> **TASKS TO PERFORM**
**a)** Summarize the Alaska spring text in three sentences.
**b)** Please rewrite everything from "Here in Ithaca, it’s" down to "it seems unavailable." in the Alaska spring text, changing "mints" to "herbs" throughout.

# START OF SOURCE EXTRACT

In Fairbanks, the sun rose this morning at 4:09 and will set 19 hours and 19 minutes later at 11:28 this evening. It won’t really get dark in North Pole, but I’m not in North Pole today. I’m in Ithaca, New York where the sun rose at 5:40 this morning and will set at 8:25 this evening. If it’s clear tonight (against the odds) I’ll be able to see the stars, because it gets dark at night while staying warm. After 50 years in the Fairbanks area, that’s a novelty.
Back home it’s still freezing nights, though it’s warming up quite a lot in the day time. I’d hoped to have the mints planted before I left, or at least leave them out hardening, which I’d certainly be doing most of the years I’ve been here. This year I decided to leave all of the herb plants indoors. I hope my plant sitter waters them correctly! It has finally warmed up. At not quite 8 am in North Pole, it’s 27 degrees F.
Here in Ithaca, it’s 72 degrees, trees are green, and flowers are blooming or even past. Some photos I took this morning:
Lilacs toward the end of blooming, this morning in Ithaca
Normally, I’d have the mints, among the cold-hardiest of the annuals I grow, in the ground by now. This year I’ve barely been able to start hardening them, and the ground certainly is not diggable. Yes, that’s the remains of last October’s snow behind them. Yes, I know mints are perennials. Most aren’t here. The lone exception is what I call Alaskan mint (though it’s not native) which has flowers at the leaf axils instead of terminally. But I like to have as many kinds of mint as possible, and that means buy the plants early, while selections are good.
I miss the strawberry mint, though. It was my favorite last year, but this year it seems unavailable.
It’s not been the coldest spring on record, but it’s about the coldest I remember. Yes, there is a little grass showing, where there are trees, shrubs or buildings to absorb the sunlight and radiate the heat back to the snow. Yes, the snow stake in the back yard says the snow pack is finally going down by several inches a day. It may even be bare by afternoon. (Vain hope. As of 11 pm it’s down to 3″ and the temperature’s 26°F.) The fact remains that in most years I would be raking leaves out of the perennial beds and hardening the mints by now, maybe even leaving them out at night. This year there’s still so much snow I only got to the tables I use for hardening yesterday!
It is still getting lighter. The days are increasing by 7 minutes a day, and by the middle of the week we will no longer have civil twilight – the sun will never go more than 6 ° below the horizon. Legally, we could drive all night without turning on our headlights. Not that night is very long. The sun rose this morning at 4:33, and it will set 18 hours and 30 minutes later at 11:04. By the end of the month it will be setting after midnight. (It already is, in Nome, thanks to the rather screwy definition of Alaska Standard Time.) But at least it’s warming up, though we had some snow flurries last night.

# END OF SOURCE EXTRACT
# START OF MATERIAL PROVIDED

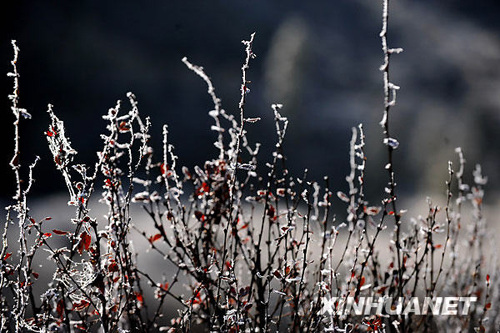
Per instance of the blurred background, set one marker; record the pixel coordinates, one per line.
(319, 59)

# END OF MATERIAL PROVIDED

> **RESPONSES IN ORDER**
**a)** The writer is in Ithaca, New York, where it is 72 degrees, trees are green and flowers are blooming, while back home near Fairbanks the nights are still freezing. In most years the mints would be in the ground by now, but this year the ground is not diggable and snow still covers much of it in what the writer calls about the coldest spring in memory. The days in Alaska keep lengthening by 7 minutes a day, and by the end of the month the sun will be setting after midnight.

**b)**
Here in Ithaca, it’s 72 degrees, trees are green, and flowers are blooming or even past. Some photos I took this morning:
Lilacs toward the end of blooming, this morning in Ithaca
Normally, I’d have the herbs, among the cold-hardiest of the annuals I grow, in the ground by now. This year I’ve barely been able to start hardening them, and the ground certainly is not diggable. Yes, that’s the remains of last October’s snow behind them. Yes, I know herbs are perennials. Most aren’t here. The lone exception is what I call Alaskan mint (though it’s not native) which has flowers at the leaf axils instead of terminally. But I like to have as many kinds of mint as possible, and that means buy the plants early, while selections are good.
I miss the strawberry mint, though. It was my favorite last year, but this year it seems unavailable.